> _OBJECTIVE_
Quote every entry word for word.

##### DATASET ENTRIES #####

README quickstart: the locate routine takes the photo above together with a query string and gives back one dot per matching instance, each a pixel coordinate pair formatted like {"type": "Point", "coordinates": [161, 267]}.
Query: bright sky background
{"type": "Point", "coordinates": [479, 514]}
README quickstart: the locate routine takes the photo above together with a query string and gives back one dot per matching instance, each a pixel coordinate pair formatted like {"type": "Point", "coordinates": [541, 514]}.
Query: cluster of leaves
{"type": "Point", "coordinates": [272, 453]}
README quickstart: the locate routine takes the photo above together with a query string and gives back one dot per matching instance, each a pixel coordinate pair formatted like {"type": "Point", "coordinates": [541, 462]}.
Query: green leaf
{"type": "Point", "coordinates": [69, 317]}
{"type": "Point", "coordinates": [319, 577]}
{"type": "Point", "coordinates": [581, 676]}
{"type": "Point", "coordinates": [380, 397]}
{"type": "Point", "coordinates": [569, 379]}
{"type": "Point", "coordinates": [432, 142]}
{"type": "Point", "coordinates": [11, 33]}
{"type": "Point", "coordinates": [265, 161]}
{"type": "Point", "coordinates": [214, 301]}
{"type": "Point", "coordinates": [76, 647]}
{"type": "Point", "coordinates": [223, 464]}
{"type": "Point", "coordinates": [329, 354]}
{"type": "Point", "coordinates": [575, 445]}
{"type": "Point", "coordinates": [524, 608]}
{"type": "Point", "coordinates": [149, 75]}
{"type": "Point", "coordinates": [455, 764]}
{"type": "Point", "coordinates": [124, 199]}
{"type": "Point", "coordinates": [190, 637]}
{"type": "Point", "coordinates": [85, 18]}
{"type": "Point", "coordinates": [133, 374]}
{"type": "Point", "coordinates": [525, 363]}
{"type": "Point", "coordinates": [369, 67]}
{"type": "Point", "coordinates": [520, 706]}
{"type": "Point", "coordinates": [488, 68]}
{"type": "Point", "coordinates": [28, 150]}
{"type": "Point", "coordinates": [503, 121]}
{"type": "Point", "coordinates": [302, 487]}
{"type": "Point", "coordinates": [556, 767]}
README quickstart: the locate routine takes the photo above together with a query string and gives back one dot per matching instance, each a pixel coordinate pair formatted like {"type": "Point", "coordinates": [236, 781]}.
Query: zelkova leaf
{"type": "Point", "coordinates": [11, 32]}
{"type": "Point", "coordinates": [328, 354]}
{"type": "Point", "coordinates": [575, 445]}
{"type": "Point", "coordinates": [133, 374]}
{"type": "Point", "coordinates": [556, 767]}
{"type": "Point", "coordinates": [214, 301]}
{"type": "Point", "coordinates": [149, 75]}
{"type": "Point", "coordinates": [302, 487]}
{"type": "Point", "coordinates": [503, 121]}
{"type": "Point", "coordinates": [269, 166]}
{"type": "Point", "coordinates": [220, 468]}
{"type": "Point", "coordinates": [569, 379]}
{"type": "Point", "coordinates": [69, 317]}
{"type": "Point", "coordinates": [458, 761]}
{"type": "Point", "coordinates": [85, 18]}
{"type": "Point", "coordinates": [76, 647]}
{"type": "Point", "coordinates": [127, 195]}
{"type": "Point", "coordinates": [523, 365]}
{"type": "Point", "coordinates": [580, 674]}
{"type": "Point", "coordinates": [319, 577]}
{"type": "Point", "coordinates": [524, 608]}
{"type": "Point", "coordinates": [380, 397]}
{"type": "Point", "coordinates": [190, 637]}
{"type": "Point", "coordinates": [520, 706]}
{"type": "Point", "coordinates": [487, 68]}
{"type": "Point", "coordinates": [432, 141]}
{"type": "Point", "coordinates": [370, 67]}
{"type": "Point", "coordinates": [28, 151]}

#####

> _WRITTEN ANSWER_
README quickstart: the locate routine takes the photo above together with a query string and gives back one dot per matching instance, each a pixel coordinate pair formatted like {"type": "Point", "coordinates": [161, 267]}.
Query: bright sky background
{"type": "Point", "coordinates": [479, 514]}
README quickstart: the locate routine takes the photo above together with a query string and gives back one dot per matching instance, each a pixel coordinate pair formatted like {"type": "Point", "coordinates": [541, 514]}.
Query: cluster of leaves
{"type": "Point", "coordinates": [272, 453]}
README quickstart: the locate routine takes the photo above together with a query string and gives back one dot per matching instance, each a pixel coordinate pair formatted like {"type": "Point", "coordinates": [541, 462]}.
Query: green leaf
{"type": "Point", "coordinates": [69, 317]}
{"type": "Point", "coordinates": [319, 577]}
{"type": "Point", "coordinates": [581, 676]}
{"type": "Point", "coordinates": [380, 397]}
{"type": "Point", "coordinates": [569, 379]}
{"type": "Point", "coordinates": [432, 142]}
{"type": "Point", "coordinates": [11, 33]}
{"type": "Point", "coordinates": [265, 161]}
{"type": "Point", "coordinates": [214, 301]}
{"type": "Point", "coordinates": [76, 647]}
{"type": "Point", "coordinates": [223, 464]}
{"type": "Point", "coordinates": [329, 354]}
{"type": "Point", "coordinates": [575, 445]}
{"type": "Point", "coordinates": [524, 608]}
{"type": "Point", "coordinates": [149, 75]}
{"type": "Point", "coordinates": [455, 764]}
{"type": "Point", "coordinates": [124, 199]}
{"type": "Point", "coordinates": [190, 637]}
{"type": "Point", "coordinates": [85, 18]}
{"type": "Point", "coordinates": [133, 374]}
{"type": "Point", "coordinates": [525, 363]}
{"type": "Point", "coordinates": [369, 67]}
{"type": "Point", "coordinates": [520, 706]}
{"type": "Point", "coordinates": [488, 68]}
{"type": "Point", "coordinates": [28, 150]}
{"type": "Point", "coordinates": [503, 121]}
{"type": "Point", "coordinates": [302, 487]}
{"type": "Point", "coordinates": [556, 767]}
README quickstart: the locate routine takes the photo above together with a query string and gives back one dot per matching instance, each a pixel coordinate pair formatted like {"type": "Point", "coordinates": [236, 781]}.
Query: zelkova leaf
{"type": "Point", "coordinates": [11, 32]}
{"type": "Point", "coordinates": [328, 354]}
{"type": "Point", "coordinates": [575, 445]}
{"type": "Point", "coordinates": [133, 374]}
{"type": "Point", "coordinates": [556, 767]}
{"type": "Point", "coordinates": [214, 301]}
{"type": "Point", "coordinates": [149, 75]}
{"type": "Point", "coordinates": [302, 487]}
{"type": "Point", "coordinates": [503, 121]}
{"type": "Point", "coordinates": [269, 166]}
{"type": "Point", "coordinates": [220, 468]}
{"type": "Point", "coordinates": [569, 379]}
{"type": "Point", "coordinates": [69, 317]}
{"type": "Point", "coordinates": [458, 761]}
{"type": "Point", "coordinates": [85, 18]}
{"type": "Point", "coordinates": [76, 647]}
{"type": "Point", "coordinates": [127, 195]}
{"type": "Point", "coordinates": [523, 365]}
{"type": "Point", "coordinates": [580, 674]}
{"type": "Point", "coordinates": [319, 577]}
{"type": "Point", "coordinates": [524, 608]}
{"type": "Point", "coordinates": [380, 397]}
{"type": "Point", "coordinates": [190, 637]}
{"type": "Point", "coordinates": [520, 706]}
{"type": "Point", "coordinates": [487, 68]}
{"type": "Point", "coordinates": [432, 141]}
{"type": "Point", "coordinates": [370, 67]}
{"type": "Point", "coordinates": [28, 151]}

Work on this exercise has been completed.